A block of data:
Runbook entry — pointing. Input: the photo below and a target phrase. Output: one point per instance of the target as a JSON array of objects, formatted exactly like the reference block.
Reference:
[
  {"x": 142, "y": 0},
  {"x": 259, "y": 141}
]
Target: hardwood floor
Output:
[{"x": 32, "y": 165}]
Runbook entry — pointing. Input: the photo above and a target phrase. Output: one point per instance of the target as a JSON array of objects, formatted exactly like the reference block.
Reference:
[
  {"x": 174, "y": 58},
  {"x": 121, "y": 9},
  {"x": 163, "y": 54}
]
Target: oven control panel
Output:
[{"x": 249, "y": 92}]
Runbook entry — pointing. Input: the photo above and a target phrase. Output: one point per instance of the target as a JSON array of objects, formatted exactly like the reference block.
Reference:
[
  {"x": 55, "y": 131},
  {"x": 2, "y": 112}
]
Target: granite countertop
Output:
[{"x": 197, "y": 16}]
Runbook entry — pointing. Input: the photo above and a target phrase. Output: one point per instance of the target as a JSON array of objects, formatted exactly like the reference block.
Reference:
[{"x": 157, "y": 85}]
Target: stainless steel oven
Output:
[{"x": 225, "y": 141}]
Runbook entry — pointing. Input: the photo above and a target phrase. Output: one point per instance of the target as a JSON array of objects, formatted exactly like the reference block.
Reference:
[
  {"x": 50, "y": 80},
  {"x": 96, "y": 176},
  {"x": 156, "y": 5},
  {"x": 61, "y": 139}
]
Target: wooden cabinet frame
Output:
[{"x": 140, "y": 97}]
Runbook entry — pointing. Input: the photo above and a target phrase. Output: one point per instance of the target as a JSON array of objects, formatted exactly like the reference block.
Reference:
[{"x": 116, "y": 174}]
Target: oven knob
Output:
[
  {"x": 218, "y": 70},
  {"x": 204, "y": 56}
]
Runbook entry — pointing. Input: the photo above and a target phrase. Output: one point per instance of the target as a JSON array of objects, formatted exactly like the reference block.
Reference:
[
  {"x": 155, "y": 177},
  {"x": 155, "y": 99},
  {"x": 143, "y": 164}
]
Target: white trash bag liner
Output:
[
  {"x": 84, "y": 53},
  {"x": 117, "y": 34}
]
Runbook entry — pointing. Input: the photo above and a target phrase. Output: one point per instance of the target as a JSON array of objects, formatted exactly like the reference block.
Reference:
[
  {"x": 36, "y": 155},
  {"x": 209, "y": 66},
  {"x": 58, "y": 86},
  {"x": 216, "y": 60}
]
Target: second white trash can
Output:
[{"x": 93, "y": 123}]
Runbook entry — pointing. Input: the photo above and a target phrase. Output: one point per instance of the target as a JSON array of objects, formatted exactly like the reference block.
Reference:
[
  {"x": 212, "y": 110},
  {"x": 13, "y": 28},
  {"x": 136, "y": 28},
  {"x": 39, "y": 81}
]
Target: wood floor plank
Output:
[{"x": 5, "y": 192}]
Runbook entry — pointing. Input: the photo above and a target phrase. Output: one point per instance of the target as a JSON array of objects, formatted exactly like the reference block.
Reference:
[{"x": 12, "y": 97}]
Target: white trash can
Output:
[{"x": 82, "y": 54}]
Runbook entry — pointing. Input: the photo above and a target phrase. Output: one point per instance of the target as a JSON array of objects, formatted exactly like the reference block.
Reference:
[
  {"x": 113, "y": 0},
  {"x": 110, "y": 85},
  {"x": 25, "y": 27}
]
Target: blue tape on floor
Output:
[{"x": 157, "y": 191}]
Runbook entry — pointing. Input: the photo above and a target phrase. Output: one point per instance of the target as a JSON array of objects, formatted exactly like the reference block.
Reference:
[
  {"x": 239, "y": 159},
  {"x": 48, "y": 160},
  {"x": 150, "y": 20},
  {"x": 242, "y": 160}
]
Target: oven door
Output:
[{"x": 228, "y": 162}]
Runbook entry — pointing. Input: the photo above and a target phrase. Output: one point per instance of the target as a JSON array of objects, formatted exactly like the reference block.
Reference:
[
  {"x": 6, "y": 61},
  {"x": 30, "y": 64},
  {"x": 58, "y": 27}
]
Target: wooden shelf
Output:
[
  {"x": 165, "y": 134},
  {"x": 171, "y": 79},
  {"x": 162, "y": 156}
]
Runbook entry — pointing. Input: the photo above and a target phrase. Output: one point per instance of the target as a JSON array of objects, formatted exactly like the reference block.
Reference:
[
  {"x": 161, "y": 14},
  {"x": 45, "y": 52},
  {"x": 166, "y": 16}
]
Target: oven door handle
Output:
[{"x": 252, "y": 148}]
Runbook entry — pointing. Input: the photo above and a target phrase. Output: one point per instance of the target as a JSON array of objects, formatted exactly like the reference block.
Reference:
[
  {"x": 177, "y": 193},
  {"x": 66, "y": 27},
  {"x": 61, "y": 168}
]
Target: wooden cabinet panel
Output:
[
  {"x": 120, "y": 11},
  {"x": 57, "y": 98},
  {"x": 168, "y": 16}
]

**Exercise aim**
Filter the data above down to the lines containing the string "floor". Copy each such line in full.

**Reply to the task**
Target: hardwood floor
Target: wood floor plank
Target: blue tape on floor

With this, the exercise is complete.